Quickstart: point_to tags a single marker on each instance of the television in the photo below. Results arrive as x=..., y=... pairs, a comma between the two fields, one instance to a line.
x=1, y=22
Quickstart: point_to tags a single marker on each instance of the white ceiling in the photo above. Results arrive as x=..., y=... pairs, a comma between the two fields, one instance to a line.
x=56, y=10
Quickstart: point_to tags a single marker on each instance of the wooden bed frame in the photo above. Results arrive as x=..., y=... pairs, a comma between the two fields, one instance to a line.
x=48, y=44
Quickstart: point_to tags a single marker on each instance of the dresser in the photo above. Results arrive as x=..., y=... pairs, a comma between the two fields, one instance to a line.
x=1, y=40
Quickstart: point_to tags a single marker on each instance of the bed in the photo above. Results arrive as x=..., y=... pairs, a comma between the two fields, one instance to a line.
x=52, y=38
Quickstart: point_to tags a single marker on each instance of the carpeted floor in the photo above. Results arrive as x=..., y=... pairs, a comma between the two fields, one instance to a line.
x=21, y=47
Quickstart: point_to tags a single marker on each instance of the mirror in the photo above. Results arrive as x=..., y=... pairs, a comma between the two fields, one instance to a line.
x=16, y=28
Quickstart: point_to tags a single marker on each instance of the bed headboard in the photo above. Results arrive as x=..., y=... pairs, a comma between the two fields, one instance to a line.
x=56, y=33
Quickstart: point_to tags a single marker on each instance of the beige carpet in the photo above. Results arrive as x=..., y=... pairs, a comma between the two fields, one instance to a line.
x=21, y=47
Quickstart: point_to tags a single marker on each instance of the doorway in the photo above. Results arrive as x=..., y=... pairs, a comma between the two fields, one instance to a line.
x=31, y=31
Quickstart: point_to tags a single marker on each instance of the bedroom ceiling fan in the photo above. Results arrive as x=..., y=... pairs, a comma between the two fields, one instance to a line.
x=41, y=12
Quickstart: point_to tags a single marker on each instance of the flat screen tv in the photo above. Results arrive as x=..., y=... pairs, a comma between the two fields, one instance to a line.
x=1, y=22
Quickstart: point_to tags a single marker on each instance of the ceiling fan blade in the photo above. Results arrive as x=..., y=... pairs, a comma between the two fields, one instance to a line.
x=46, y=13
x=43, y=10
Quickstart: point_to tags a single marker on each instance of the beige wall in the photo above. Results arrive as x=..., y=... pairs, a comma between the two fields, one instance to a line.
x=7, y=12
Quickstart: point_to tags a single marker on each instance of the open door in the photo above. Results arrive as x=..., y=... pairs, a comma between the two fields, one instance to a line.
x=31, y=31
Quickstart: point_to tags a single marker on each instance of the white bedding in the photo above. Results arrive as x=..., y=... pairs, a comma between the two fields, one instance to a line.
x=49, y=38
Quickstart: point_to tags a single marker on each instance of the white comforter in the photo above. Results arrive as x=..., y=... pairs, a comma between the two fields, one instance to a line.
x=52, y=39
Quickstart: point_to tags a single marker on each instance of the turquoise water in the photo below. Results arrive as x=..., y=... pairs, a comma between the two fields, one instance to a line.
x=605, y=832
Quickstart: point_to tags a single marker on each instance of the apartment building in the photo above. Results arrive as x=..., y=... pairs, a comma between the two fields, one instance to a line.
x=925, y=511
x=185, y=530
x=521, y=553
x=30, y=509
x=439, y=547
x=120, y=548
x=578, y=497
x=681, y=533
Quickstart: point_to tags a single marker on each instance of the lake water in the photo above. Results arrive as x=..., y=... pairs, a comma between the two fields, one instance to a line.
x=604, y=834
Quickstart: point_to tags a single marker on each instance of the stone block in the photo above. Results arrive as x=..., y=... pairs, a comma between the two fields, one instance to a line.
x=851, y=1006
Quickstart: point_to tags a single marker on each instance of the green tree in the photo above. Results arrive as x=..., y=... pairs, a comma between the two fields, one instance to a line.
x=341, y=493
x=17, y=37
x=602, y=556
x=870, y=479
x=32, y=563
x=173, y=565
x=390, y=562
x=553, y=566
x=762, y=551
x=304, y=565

────────────────────

- EXERCISE PROMPT
Output the items above, from the line containing "of the stone" through the last item, as a two-column CSV with the headers item and answer. Give one row per item, with each field in quotation marks and line breaks turned into spaces.

- FINISHED ANSWER
item,answer
"Quickstart: point_to tags a single marker on each instance of the stone block in the photo above. Results arrive as x=..., y=... pairs, a comma between the two fields, one instance to a line.","x=851, y=1006"
"Quickstart: point_to tags a single marker on each instance of the green tree in the photo above. Results arrive as x=..., y=... pairs, a comma between the two fields, one instance to a line.","x=341, y=493 x=17, y=37 x=602, y=556 x=870, y=479 x=32, y=563 x=173, y=565 x=390, y=562 x=553, y=566 x=762, y=551 x=304, y=565"